WRITTEN PROBLEM
Please copy out, with no changes, the part of the records below that opens with the line containing "- **Query**: crowd of children" and runs through the end of the records; both ends are included.

STORED DATA
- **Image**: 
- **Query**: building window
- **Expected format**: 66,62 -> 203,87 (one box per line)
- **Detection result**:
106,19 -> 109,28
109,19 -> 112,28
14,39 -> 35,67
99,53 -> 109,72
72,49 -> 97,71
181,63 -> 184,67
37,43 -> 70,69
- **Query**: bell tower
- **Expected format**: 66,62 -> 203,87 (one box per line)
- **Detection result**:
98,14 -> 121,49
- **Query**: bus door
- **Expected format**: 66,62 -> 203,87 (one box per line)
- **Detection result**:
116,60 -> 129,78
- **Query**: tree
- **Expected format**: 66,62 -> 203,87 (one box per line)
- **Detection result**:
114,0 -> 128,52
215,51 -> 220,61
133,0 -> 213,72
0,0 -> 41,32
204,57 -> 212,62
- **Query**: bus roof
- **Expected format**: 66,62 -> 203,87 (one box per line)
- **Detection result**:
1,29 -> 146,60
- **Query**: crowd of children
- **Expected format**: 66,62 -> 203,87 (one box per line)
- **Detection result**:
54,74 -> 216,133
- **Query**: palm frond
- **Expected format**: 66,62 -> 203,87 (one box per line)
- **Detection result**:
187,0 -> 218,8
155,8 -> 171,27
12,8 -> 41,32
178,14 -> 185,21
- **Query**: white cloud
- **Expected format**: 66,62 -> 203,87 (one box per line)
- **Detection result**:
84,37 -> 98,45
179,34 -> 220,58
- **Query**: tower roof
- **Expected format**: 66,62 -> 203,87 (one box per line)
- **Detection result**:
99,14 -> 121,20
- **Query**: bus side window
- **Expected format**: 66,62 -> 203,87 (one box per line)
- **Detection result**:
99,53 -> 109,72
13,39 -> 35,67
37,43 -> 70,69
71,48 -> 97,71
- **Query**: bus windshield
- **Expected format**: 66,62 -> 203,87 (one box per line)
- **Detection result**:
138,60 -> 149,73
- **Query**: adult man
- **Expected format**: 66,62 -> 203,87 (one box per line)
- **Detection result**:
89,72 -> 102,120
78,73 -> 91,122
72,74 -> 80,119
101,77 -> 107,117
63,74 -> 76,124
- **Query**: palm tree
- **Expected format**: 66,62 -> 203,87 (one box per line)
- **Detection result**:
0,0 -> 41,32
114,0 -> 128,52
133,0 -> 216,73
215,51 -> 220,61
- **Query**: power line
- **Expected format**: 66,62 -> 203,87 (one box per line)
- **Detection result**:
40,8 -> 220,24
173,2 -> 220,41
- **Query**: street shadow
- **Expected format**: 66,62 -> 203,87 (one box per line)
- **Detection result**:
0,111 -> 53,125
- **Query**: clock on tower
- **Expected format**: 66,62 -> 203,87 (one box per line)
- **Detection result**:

ANSWER FOR THE TASK
- **Query**: crowd of children
- **Expected format**: 66,62 -> 203,87 (one box per line)
- **Detection result**:
54,74 -> 216,133
- **Query**: palm frond
- **Expected format**: 66,62 -> 203,87 (one box per line)
- **Detection result**:
187,0 -> 218,8
155,8 -> 171,27
12,8 -> 41,32
178,14 -> 185,21
- **Query**: white cloud
- **Expected format**: 66,62 -> 203,87 (one box per line)
- **Detection result**:
84,37 -> 98,45
179,34 -> 220,58
- **Query**: tower roof
- **Expected format**: 66,62 -> 203,87 (one box per line)
- **Detection result**:
99,14 -> 121,20
- **Query**: bus side window
- **Expected format**: 66,62 -> 203,87 (one box per line)
- **Detection result**:
99,53 -> 109,72
13,39 -> 35,67
37,43 -> 70,69
71,48 -> 97,71
- **Query**: bus windshield
- **Expected format**: 66,62 -> 203,87 (one box per line)
- **Detection result**:
138,60 -> 149,73
- **Query**: adult man
- **Expected format**: 66,62 -> 203,87 (one box per line)
- **Detection result**:
89,72 -> 102,120
78,73 -> 91,122
72,74 -> 80,119
101,77 -> 107,117
63,74 -> 76,124
- **Query**: palm tree
- **Expected format**: 66,62 -> 203,87 (one box per line)
- **Detection result**:
0,0 -> 41,32
114,0 -> 128,52
133,0 -> 216,73
215,51 -> 220,61
- **Query**: power line
- **Expected format**: 66,62 -> 203,87 (one box per line)
- **Detection result**:
40,8 -> 220,24
173,2 -> 220,41
- **Query**: street shadow
- **Expected format**: 66,62 -> 203,87 (one box per line)
- **Detection result**:
0,111 -> 53,125
- **Query**: clock on tower
- **Expected format**: 66,62 -> 203,87 (one box per line)
- **Detection result**:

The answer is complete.